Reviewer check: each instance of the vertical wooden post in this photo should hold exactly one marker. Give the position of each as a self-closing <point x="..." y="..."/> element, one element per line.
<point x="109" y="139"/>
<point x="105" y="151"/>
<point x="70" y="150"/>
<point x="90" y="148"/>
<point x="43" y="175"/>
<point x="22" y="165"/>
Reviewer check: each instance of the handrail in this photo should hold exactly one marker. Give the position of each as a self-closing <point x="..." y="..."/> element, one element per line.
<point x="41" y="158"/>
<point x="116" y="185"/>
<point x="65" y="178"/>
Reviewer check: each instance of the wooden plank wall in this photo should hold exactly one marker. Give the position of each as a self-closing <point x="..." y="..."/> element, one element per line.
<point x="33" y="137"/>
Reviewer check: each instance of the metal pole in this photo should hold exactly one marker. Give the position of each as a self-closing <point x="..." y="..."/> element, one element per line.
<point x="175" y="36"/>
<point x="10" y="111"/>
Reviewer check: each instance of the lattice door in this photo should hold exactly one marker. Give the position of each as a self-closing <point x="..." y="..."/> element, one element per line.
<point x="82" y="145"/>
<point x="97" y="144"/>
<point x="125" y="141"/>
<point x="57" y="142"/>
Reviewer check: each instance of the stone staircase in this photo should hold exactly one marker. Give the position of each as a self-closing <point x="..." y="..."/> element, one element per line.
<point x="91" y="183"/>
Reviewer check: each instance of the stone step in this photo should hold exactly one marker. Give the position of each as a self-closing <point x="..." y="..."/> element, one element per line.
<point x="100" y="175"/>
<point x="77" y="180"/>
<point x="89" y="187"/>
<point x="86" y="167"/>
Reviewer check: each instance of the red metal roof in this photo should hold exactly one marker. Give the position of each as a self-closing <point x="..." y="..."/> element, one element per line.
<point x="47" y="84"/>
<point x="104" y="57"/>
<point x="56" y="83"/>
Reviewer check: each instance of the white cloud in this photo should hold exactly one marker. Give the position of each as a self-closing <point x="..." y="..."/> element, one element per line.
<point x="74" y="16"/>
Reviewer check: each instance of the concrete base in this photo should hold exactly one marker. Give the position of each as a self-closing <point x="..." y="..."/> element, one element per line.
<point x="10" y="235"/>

══════════════════════════════

Your answer should be the line with "Reviewer check: each instance of the stone step" and all lines after it in the listing above, repeated exactly. No other lines belong.

| Written solution |
Reviewer check: each instance of the stone step in this photo should hold exactly one marker. Give the position of each as a self-closing <point x="..." y="..."/> element, one element per line.
<point x="100" y="175"/>
<point x="77" y="180"/>
<point x="89" y="187"/>
<point x="86" y="167"/>
Reviewer check: each instance of the red metal roof in this photo should hold exactly one marker. Give the position of each as a self-closing <point x="..." y="..."/> element, one element per line.
<point x="47" y="84"/>
<point x="104" y="57"/>
<point x="56" y="83"/>
Reviewer check: each instance of the white cloud in this photo should hold exactly one marker. Give the position of each as a self-closing <point x="..." y="..."/> element, one element per line.
<point x="74" y="16"/>
Reviewer check: each instance of the concrete base in this photo should hold exactly one marker. Give the position of each as a self-closing <point x="..." y="..."/> element, one element per line.
<point x="10" y="235"/>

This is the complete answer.